### Study text

[Start of section]

Greetings Upper East Siders! This week on GG, Donut Dan’s frightening Medusa-like bedhead, and crippling self doubt, threatened to end his relationship with Blair.

But,  unfortunately, it’s not quite dead . . . yet . . . just paralyzed from the waist down, and begging to be put out of its misery.

Also on GG, Lola and Ivy gave us a glimpse into the future of both of their respective acting careers  . . . by posing as high middle lower-middle class call girls.

Meanwhile, Serena, after weeks of pretending to be Gossip Girl, put on a headband, and pretended to be Blair Waldorf instead.  (Clearly, this is a Multiple Personality Disorder waiting to happen.)

Source

In other news, Bart Bass is adjusting to not being dead anymore.  And who knows?  In another year or two he might even re-learn how to emote and display real facial expressions . . .

So, slap on your sassiest headband, pick up your favorite flavor of gelato (as long as it’s not pistachio), and, for Heaven’s Sake, hide your diary, because it’s time for another GG cap . . .

“What did we bury that day?”

I suspect few GG fans would disagree with me, when I say that, as amusing as Bart Bass: Real Estate Magnate of the Undead is to watch, it’s pretty much the most ridiculously unbelievable plotline these writers have ever put on our screens . . . well, except for maybe that whole “Pact with G*d” thing.  Actually, Chuck Bass thinks it’s pretty ridiculous too. This is why he meets with his father, early on in the episode, in hopes of getting some much needed answers for himself, and, by extension, GG viewers.

[End of section]

### Available data
[Start of section]

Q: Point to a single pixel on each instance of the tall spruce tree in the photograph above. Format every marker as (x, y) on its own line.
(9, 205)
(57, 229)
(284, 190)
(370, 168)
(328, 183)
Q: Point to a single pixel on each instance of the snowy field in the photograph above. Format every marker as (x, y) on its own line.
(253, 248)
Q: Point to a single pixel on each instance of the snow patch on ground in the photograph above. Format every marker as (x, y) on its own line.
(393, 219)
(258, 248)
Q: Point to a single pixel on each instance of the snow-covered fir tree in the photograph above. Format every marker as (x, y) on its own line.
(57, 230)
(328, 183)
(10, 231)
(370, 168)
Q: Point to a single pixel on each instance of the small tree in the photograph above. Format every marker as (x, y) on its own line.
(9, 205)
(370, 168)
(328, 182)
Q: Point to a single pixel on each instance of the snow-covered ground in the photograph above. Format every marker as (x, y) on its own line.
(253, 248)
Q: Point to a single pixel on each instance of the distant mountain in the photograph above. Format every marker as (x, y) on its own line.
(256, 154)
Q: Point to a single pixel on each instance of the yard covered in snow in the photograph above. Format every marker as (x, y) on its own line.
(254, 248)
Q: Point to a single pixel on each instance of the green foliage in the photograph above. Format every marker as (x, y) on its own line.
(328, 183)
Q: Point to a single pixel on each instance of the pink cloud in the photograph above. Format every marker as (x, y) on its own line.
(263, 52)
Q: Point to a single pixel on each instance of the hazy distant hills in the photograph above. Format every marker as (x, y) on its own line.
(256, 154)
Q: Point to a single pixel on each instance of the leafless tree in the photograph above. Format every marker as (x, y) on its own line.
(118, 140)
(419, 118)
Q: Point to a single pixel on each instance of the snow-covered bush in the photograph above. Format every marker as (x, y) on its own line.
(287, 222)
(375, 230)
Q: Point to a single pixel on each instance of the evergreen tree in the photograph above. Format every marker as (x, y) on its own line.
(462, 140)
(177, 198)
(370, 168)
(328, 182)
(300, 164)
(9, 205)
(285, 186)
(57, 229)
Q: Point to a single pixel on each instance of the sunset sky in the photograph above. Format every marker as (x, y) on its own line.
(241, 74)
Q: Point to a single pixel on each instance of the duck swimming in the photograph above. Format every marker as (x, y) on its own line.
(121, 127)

[End of section]

### Task to carry out
Repeat word for word the stretch of the Gossip Girl recap above from "Also on GG, Lola" through "GG cap . . .".

### Solution to the problem
Also on GG, Lola and Ivy gave us a glimpse into the future of both of their respective acting careers  . . . by posing as high middle lower-middle class call girls.

Meanwhile, Serena, after weeks of pretending to be Gossip Girl, put on a headband, and pretended to be Blair Waldorf instead.  (Clearly, this is a Multiple Personality Disorder waiting to happen.)

Source

In other news, Bart Bass is adjusting to not being dead anymore.  And who knows?  In another year or two he might even re-learn how to emote and display real facial expressions . . .

So, slap on your sassiest headband, pick up your favorite flavor of gelato (as long as it’s not pistachio), and, for Heaven’s Sake, hide your diary, because it’s time for another GG cap . . .